» EXERCISE BRIEF:
Locate the line that contains "the duckling in" in the data that follows. Copy it and every subsequent line to the end, exactly, excluding pictures.

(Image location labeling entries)
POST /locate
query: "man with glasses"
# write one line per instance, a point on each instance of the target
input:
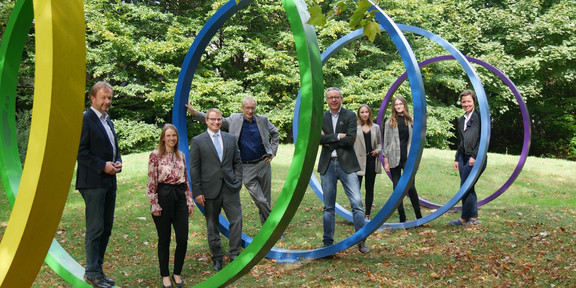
(338, 161)
(216, 180)
(258, 142)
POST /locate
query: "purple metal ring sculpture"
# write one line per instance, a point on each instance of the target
(523, 109)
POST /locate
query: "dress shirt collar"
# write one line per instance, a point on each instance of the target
(100, 115)
(212, 133)
(337, 114)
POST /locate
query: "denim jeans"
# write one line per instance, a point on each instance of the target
(396, 173)
(100, 205)
(172, 199)
(469, 200)
(351, 188)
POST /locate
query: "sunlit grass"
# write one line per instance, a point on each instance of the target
(526, 238)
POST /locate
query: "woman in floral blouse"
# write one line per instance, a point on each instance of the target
(171, 202)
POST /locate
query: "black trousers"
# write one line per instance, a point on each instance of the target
(172, 199)
(412, 194)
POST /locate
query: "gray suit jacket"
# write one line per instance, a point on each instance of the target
(344, 147)
(209, 176)
(233, 123)
(392, 144)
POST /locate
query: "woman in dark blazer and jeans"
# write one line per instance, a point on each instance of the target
(397, 138)
(171, 202)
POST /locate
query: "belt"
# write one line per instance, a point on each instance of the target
(253, 161)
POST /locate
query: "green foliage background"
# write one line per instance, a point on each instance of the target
(138, 46)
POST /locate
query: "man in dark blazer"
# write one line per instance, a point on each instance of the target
(258, 141)
(98, 163)
(338, 161)
(216, 180)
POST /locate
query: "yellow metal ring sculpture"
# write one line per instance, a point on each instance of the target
(54, 137)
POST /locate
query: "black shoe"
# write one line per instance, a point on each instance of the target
(217, 265)
(363, 248)
(178, 284)
(111, 282)
(97, 282)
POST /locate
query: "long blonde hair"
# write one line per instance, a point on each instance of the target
(162, 145)
(394, 117)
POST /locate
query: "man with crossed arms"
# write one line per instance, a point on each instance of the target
(258, 142)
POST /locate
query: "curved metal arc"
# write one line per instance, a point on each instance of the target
(295, 185)
(524, 112)
(42, 193)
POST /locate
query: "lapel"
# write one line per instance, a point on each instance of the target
(260, 126)
(360, 135)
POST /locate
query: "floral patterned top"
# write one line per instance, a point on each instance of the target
(166, 169)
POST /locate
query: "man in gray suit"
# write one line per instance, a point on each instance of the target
(216, 180)
(338, 161)
(258, 142)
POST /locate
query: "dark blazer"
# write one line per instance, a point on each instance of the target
(94, 151)
(469, 139)
(344, 147)
(209, 176)
(233, 123)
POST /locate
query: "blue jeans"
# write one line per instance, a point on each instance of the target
(351, 188)
(469, 200)
(100, 205)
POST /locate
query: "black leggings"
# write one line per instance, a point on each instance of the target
(369, 184)
(172, 199)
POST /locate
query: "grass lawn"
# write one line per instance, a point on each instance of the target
(527, 236)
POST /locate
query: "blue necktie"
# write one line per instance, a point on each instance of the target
(217, 146)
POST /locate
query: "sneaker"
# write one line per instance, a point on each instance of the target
(456, 222)
(473, 222)
(363, 248)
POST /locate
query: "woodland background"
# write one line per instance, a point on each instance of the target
(139, 46)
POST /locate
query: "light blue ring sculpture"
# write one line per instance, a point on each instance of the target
(484, 116)
(13, 42)
(417, 86)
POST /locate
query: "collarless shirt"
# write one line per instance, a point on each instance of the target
(104, 120)
(334, 124)
(211, 134)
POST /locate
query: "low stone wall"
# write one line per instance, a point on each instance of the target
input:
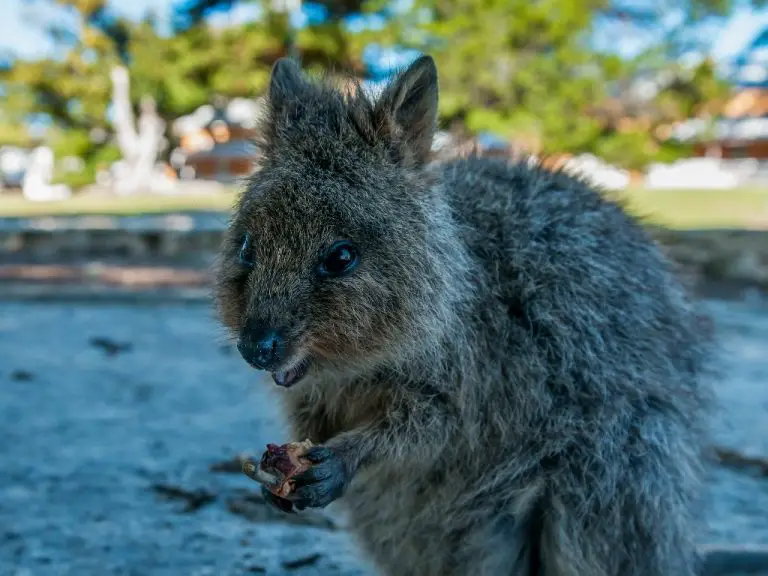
(727, 257)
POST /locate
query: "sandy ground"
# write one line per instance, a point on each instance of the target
(111, 416)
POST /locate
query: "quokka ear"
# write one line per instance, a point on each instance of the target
(286, 82)
(411, 102)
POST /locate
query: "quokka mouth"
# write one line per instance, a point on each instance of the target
(289, 377)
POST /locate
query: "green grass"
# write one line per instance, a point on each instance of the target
(681, 209)
(692, 209)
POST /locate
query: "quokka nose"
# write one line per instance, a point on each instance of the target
(262, 349)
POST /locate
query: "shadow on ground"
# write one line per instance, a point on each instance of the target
(119, 426)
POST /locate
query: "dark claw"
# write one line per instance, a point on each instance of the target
(323, 483)
(279, 503)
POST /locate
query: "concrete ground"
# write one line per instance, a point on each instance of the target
(111, 416)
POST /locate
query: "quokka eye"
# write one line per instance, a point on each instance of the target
(245, 256)
(339, 260)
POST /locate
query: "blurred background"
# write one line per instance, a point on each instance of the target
(126, 129)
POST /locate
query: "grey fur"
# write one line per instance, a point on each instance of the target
(513, 378)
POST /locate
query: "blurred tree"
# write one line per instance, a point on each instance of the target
(537, 72)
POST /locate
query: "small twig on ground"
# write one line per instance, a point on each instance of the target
(195, 499)
(733, 459)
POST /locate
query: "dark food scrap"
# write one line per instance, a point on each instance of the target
(279, 465)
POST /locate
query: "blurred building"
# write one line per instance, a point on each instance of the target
(216, 141)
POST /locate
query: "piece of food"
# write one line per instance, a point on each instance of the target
(279, 465)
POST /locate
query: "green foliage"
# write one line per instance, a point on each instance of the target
(527, 71)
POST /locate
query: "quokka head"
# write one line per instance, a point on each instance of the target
(329, 260)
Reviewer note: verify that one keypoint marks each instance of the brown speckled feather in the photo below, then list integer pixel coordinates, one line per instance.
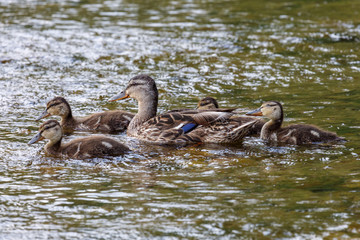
(108, 121)
(81, 148)
(294, 134)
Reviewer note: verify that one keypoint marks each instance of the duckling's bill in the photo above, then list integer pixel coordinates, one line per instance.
(44, 114)
(36, 138)
(256, 112)
(120, 96)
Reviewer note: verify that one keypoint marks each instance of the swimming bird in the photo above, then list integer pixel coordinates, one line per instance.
(181, 126)
(211, 103)
(80, 148)
(293, 134)
(108, 121)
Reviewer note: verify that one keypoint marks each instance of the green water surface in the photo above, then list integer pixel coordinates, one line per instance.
(305, 54)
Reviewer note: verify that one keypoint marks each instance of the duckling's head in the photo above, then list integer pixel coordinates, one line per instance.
(207, 103)
(57, 106)
(141, 87)
(51, 130)
(271, 109)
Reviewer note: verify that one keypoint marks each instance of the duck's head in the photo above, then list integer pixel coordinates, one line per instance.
(57, 106)
(207, 103)
(271, 109)
(141, 88)
(51, 130)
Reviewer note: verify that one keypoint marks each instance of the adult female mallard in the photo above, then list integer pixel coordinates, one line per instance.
(211, 103)
(293, 134)
(81, 148)
(108, 121)
(179, 127)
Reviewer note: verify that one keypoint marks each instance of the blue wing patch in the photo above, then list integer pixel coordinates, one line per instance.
(188, 127)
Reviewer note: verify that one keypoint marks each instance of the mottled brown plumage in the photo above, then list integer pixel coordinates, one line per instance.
(293, 134)
(180, 126)
(108, 121)
(81, 148)
(211, 103)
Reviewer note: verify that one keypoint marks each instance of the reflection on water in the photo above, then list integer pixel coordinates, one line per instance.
(304, 54)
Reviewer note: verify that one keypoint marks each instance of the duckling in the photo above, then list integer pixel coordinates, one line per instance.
(207, 103)
(179, 127)
(81, 148)
(295, 134)
(211, 103)
(108, 121)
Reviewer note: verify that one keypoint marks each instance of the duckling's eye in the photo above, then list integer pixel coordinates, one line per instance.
(52, 105)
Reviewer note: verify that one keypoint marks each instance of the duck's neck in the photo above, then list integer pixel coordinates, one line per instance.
(270, 128)
(53, 147)
(67, 118)
(147, 110)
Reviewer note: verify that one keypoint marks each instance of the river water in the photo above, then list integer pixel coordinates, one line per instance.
(305, 54)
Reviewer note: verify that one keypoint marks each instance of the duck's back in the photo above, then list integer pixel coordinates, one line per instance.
(109, 121)
(94, 146)
(189, 126)
(305, 134)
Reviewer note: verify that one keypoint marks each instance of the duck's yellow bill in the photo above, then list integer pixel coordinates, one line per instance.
(256, 112)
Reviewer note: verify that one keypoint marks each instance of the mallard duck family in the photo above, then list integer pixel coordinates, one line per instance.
(206, 124)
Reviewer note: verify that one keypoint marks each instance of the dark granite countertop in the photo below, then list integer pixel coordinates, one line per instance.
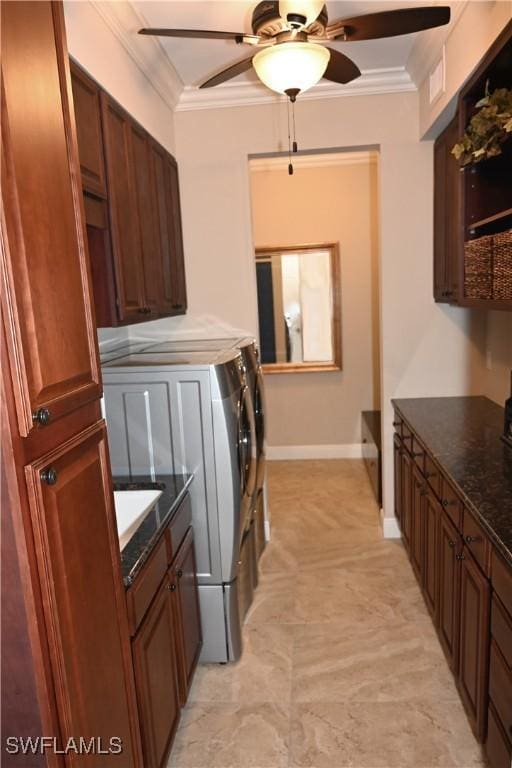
(463, 435)
(135, 553)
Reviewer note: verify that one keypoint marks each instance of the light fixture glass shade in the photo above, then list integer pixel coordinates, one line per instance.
(310, 9)
(291, 66)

» TASK SOLUTION:
Reviewer note: verify that one keypoint marks each instance of the duckling in the photo above, then list integer pixel coordinates, one line per instance.
(207, 103)
(179, 127)
(81, 148)
(295, 134)
(211, 103)
(108, 121)
Reviewer note: verify that one keypoint marks each instance of the duckling's eye in the photo above, then list integer pixel coordinates, one line per instance.
(52, 105)
Reviewer note: verify that one keypoint marks each instance of the duck's neck in the photo above, then list integer pixel coordinates, one line per instance.
(270, 128)
(53, 147)
(67, 118)
(147, 110)
Reviewer note: verify that one keypoint marks each instance of the river water in the photo above, then list integer pixel coordinates, one line per instance.
(305, 54)
Reviewer note: verify that one keypoint marks each instance of the duck's back in the photo above, then list integer pixel coordinates, one line per instance.
(109, 121)
(94, 146)
(189, 126)
(305, 134)
Reviewer note: verify that one keypoint marks each instance of the duck's yellow bill in the photo above, then list integer pixel coordinates, one line per instance.
(256, 112)
Reviewer note: verify that one keypoint marks each instance of the mallard duck family in the photo above, then list integer pixel coordinates, one line per instance.
(206, 124)
Reviewer note: verify that one keypoint marks each instance of the dark granite countertop in the photo below, then list integer pixel coordinates, one line per instance.
(463, 435)
(135, 553)
Reviewer note: verify that one keypoint marks each instance of the light fixture glass shade in the photo above, then list integer pixel coordinates, one line per instance.
(310, 9)
(291, 66)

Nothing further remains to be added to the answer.